# [Objective 1]
Count the lines in the listing below that contain the string "Target", matching case exactly, and give only the number.
_ _ _ _ _ _ _
November 19, 2013

Book review: Narcopolis by Jeet Thayil

When I picked up Narcopolis, I did not know anything about Jeet Thayil, in fact I read up about the author after I got my hands on the book. The main reason I picked up this book was the opium dens of Bombay. I had heard so much about them from friends, mumbaikaars in particular, so I wanted to read something about it, and I thought why not this.

The book takes a look at the dens from an outsider's perspective, and then it moves onto give a complete internal understanding of how things actually function in these dens. The people involved, the different folks who visit and each of them has a story of their own. Some of the key characters are the owner of a prominent opium den, a hijra lady who had been sold by her mother when she was young, worked as a prostitute to pay for boarding and then bought her freedom, and now is a opium pipe-maker at the den. The book portrays how the gradual progression to cocaine and heroin occurs from opium, almost unknowingly. They start it as a trial, the owner of the den does not even wish to have anything other than opium, maybe because he believes the rest are too dangerous, or because its a matter of practice. This said, considering the fact that he himself looks towards cocaine for that much needed fix on many days. He almost goes out of business after verbal feuds with those who want him to move on to other substances which are more addictive, and what they believe is more profitable. A sort of conscious businessmen in the midst of all the substance abuse. Towards the end of the book, there is a look at rehabilitation which many are keen on entering, knowing that it shall alone show the way to some sane living. There comes a point when the fears and insecurities start to haunt and then you want to pull back, but by then you are so set in the routine that its difficult to turn back.
_ _ _ _ _ _ _
# [Objective 2]
Output the portion of the Narcopolis book review between "Book review: Narcopolis" and "why not this.", inclusive.

[Point annotation records]
_ _ _ _ _ _ _
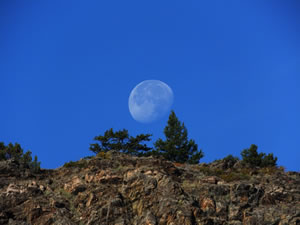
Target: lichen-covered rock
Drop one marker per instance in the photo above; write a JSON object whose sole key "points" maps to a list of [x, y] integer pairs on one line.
{"points": [[122, 190]]}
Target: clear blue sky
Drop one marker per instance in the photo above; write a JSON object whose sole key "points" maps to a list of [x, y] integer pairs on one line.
{"points": [[67, 69]]}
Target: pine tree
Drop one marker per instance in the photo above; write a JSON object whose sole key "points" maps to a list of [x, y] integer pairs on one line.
{"points": [[122, 142], [254, 159], [177, 147]]}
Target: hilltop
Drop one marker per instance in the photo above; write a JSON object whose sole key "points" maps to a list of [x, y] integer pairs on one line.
{"points": [[120, 189]]}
_ _ _ _ _ _ _
# [Full answer 1]
4

# [Full answer 2]
Book review: Narcopolis by Jeet Thayil

When I picked up Narcopolis, I did not know anything about Jeet Thayil, in fact I read up about the author after I got my hands on the book. The main reason I picked up this book was the opium dens of Bombay. I had heard so much about them from friends, mumbaikaars in particular, so I wanted to read something about it, and I thought why not this.